Kansas officials said this week they have talked with Florida detectives and would continue to help if the Florida detectives file an exhumation petition in court.
Hickock and Smith are buried on a gently sloping hill at the Mount Muncie Cemetery in Lansing, Kan. The state of Kansas interred its executed criminals there when their families didn't claim the bodies. There are about 28,000 graves.
Cemetery manager Gene Kirby said the Hickock and Smith graves regularly draw visitors, particularly around the anniversary of the Clutter slayings or when "In Cold Blood" receives media attention.
"We have a fair amount of people come out and ask where they're buried, want to come down and actually see the graves," Kirby said. "If there's anything in the news that kind of piques the interest."
The possibility that the pair was involved in the Florida murderers has been considered since 1960, according to records released by the Sarasota Sheriff's Office.
After Smith and Hickock killed the Clutter family in Holcomb, Kan., on Nov. 15, 1959, they fled to Florida in a stolen car. They were spotted at least a dozen times from Tallahassee to Miami and points in between.
On Dec. 18, the two men checked into a Miami Beach motel and checked out the next day. That day, the Walker family was killed at their home on a ranch in the small community of Osprey about four hours northwest of Miami near Sarasota.
Cliff Walker was shot to death and his wife was beaten, raped and then shot. Three-year-old Jimmie was shot to death and his 2-year-old sister was shot and drowned in a bathtub. The gruesome scene days before Christmas shocked investigators. News stories at the time noted that there were gifts around the tree.
At some point on the same day, Smith and Hickock bought items at a Sarasota department store. On Dec. 21, witnesses say they spoke with Smith and Hickock in Tallahassee.
McGath said the Walkers had been considering buying a 1956 Chevy Bel Air, which was the kind of car Smith and Hickock had stolen and were driving through Florida. McGath thinks that somehow, the Walkers and the killers met because of the car.

**Data records:**

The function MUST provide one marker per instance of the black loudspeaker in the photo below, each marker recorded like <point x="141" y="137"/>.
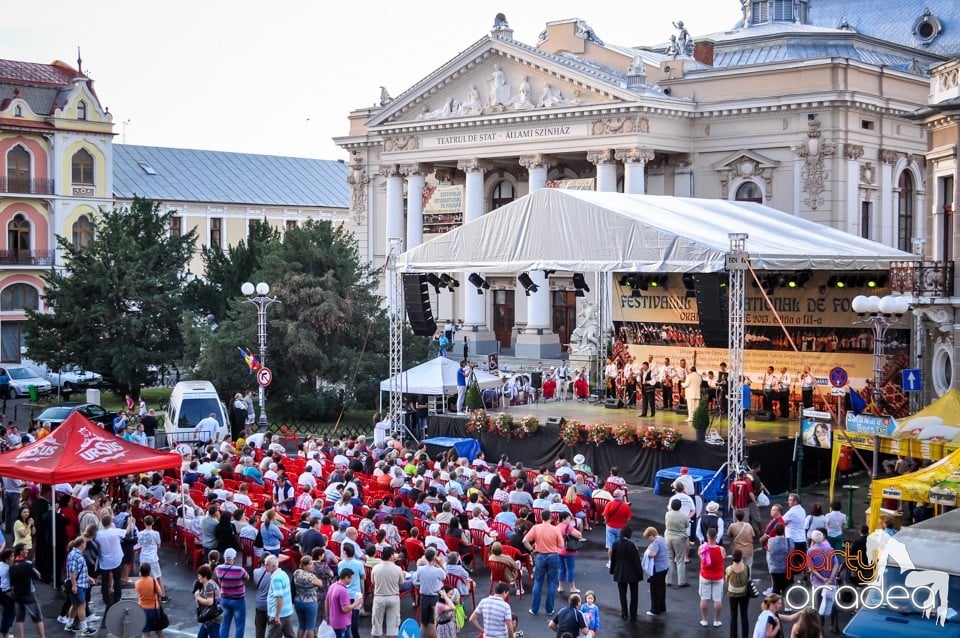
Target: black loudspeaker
<point x="416" y="297"/>
<point x="714" y="309"/>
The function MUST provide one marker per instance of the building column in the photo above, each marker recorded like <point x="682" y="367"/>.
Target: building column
<point x="634" y="169"/>
<point x="416" y="180"/>
<point x="482" y="339"/>
<point x="887" y="216"/>
<point x="854" y="154"/>
<point x="538" y="340"/>
<point x="606" y="170"/>
<point x="682" y="174"/>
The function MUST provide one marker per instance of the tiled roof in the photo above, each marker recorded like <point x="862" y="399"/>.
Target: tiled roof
<point x="186" y="175"/>
<point x="56" y="74"/>
<point x="893" y="20"/>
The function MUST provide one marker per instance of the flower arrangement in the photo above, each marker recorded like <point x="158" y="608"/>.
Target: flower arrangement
<point x="625" y="433"/>
<point x="573" y="432"/>
<point x="502" y="424"/>
<point x="478" y="421"/>
<point x="598" y="433"/>
<point x="528" y="426"/>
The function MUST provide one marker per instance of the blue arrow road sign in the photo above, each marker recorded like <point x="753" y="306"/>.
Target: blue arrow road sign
<point x="912" y="380"/>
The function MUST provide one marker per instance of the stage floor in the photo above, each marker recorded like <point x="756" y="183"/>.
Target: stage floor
<point x="757" y="431"/>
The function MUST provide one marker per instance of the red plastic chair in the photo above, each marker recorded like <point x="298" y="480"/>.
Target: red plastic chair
<point x="452" y="580"/>
<point x="498" y="574"/>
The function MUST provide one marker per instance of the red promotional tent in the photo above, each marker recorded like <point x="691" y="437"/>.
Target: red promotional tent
<point x="79" y="450"/>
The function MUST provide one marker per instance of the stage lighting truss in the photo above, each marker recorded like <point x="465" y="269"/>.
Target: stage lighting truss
<point x="527" y="283"/>
<point x="479" y="282"/>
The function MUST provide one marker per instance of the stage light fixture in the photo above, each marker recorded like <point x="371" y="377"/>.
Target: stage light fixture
<point x="580" y="283"/>
<point x="479" y="282"/>
<point x="434" y="281"/>
<point x="449" y="282"/>
<point x="527" y="283"/>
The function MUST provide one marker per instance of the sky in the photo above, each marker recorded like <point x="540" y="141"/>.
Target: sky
<point x="279" y="78"/>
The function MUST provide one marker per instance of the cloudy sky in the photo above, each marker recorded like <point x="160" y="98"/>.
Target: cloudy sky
<point x="280" y="77"/>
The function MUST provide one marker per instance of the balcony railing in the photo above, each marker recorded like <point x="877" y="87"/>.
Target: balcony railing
<point x="922" y="278"/>
<point x="28" y="186"/>
<point x="27" y="257"/>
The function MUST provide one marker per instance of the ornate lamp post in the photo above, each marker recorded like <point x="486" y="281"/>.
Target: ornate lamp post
<point x="879" y="313"/>
<point x="261" y="300"/>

**Work request A:** Rewrite the passage of the article on the Walker family murders between "Cliff Walker was" and "of the car.", inclusive, putting "hardware store" in place of "department store".
**Work request B:** Carry the article on the Walker family murders forward from its final sentence.

**Output A:**
Cliff Walker was shot to death and his wife was beaten, raped and then shot. Three-year-old Jimmie was shot to death and his 2-year-old sister was shot and drowned in a bathtub. The gruesome scene days before Christmas shocked investigators. News stories at the time noted that there were gifts around the tree.
At some point on the same day, Smith and Hickock bought items at a Sarasota hardware store. On Dec. 21, witnesses say they spoke with Smith and Hickock in Tallahassee.
McGath said the Walkers had been considering buying a 1956 Chevy Bel Air, which was the kind of car Smith and Hickock had stolen and were driving through Florida. McGath thinks that somehow, the Walkers and the killers met because of the car.

**Output B:**
The detective found witness statements — and talked to people who are still alive — who said they saw Smith and Hickock in the Sarasota area around the time of the Walker murders. One witness said the taller of the two men had a scratched-up face.
The pair was later arrested in Las Vegas and a polygraph test cleared them of the Walker murders. But in 1987, a polygraph expert said those tests in the early 1960s were worthless.
Authorities said the Walkers still have some living relatives both in and outside of Florida but declined to give names. McGath has been the one leading the effort to find their killers.
She hopes the DNA will prove that Smith and Hickock killed the Walker family so the community can have closure, and so the dozens of people falsely accused over the years as suspects in the case can finally have peace of mind.
Kirby said it's likely that only bones remain in the Kansas coffins.
"In this case, it's going to require a backhoe," he said. "Especially with the drought we had this year, the ground is going to be extremely hard."
Kirby hopes that if an exhumation occurs, officials will be able to get the material they need by simply opening the coffin on site, without full removal. He was also concerned about the timing of any exhumation, because relatives visit other graves and decorate them around Christmas.